**INSTRUCTIONS:**
(A) Summarize the Xpra crash ticket in two sentences.
(B) Copy the Xpra crash ticket's text between "Xpra: Ticket #569: crash" and "Can you reproduce?", inclusive.

**SUPPLIED PASSAGE:**
***
Xpra: Ticket #569: crash running glxgears and gtkperf in a loop

Fedora 20 x86_64 server, Win XP client.

started the following client applications from the xterm:

It eventually crashed the xpra server, without any error message...

And now that I have gdb attached to the server process so that I can get a backtrace, it is refusing to crash!

Can you reproduce?

You can attach gdb to the xpra server process with:

gdb /usr/bin/python
> continue

Then when it crashes, get the backtrace with:

> backtrace

You can find the current value of $XPRA_SERVER_PID with: pidof -x xpra. You can just leave it all running until you get the crash. (if?)

It would also be useful to keep an eye on CPU and memory usage. Even though this is a pathological test, the worst possible application to run in xpra, we should handle it as gracefully as we can.

Fri, 09 May 2014 14:42:01 GMT - Antoine Martin: description changed

Fri, 09 May 2014 15:31:36 GMT - Antoine Martin: description changed

Sat, 10 May 2014 01:04:58 GMT - alas:

I tried with windows 0.12.5 r6398 against fedora 19 server also running r6398... for about 75 minutes.

No Hate. (It wouldn't crash)

Client side cpu seems to be oscillating between about 30-70% and seems to hover around 80% memory (my windows machine doesn't have a lot of spare memory, just FYI, in case that might affect that stat).
***
**DATASET EXCERPTS:**
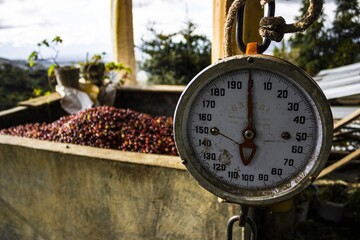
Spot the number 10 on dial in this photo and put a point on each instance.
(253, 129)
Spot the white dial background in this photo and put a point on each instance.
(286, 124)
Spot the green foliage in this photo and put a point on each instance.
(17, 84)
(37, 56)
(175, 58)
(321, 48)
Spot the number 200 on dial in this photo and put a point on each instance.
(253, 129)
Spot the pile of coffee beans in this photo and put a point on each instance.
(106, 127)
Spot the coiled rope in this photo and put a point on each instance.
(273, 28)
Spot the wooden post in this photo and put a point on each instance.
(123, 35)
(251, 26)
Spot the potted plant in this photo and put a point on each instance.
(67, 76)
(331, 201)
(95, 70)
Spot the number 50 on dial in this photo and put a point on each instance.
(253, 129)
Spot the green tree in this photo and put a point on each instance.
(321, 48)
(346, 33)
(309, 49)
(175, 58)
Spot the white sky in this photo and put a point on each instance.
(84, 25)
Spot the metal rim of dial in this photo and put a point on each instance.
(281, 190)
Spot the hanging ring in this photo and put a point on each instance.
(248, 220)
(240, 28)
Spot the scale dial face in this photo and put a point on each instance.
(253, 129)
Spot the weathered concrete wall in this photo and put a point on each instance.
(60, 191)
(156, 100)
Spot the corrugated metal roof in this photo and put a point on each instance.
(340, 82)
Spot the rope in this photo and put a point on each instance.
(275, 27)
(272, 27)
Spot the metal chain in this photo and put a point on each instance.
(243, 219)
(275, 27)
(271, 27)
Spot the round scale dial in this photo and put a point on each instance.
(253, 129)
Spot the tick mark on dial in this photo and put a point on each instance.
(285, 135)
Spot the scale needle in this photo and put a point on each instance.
***
**REPLIES:**
(A) Running glxgears and gtkperf in a loop from an xterm on a Fedora 20 x86_64 server with a Win XP client eventually crashed the xpra server without any error message, but it would not crash once gdb was attached, and the ticket explains how to attach gdb and get a backtrace. A later test with Windows 0.12.5 r6398 against a Fedora 19 server ran for about 75 minutes without a crash, with client-side CPU oscillating between about 30% and 70% and memory hovering around 80%.

(B)
Xpra: Ticket #569: crash running glxgears and gtkperf in a loop

Fedora 20 x86_64 server, Win XP client.

started the following client applications from the xterm:

It eventually crashed the xpra server, without any error message...

And now that I have gdb attached to the server process so that I can get a backtrace, it is refusing to crash!

Can you reproduce?